##### Data in this exercise #####
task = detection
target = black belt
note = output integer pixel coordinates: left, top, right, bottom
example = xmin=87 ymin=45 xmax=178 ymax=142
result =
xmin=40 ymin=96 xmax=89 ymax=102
#####
Challenge:
Collect every line of the listing that contains the string "ymin". Treat uppercase and lowercase letters as distinct when matching.

Full answer:
example = xmin=87 ymin=45 xmax=178 ymax=142
xmin=40 ymin=96 xmax=89 ymax=102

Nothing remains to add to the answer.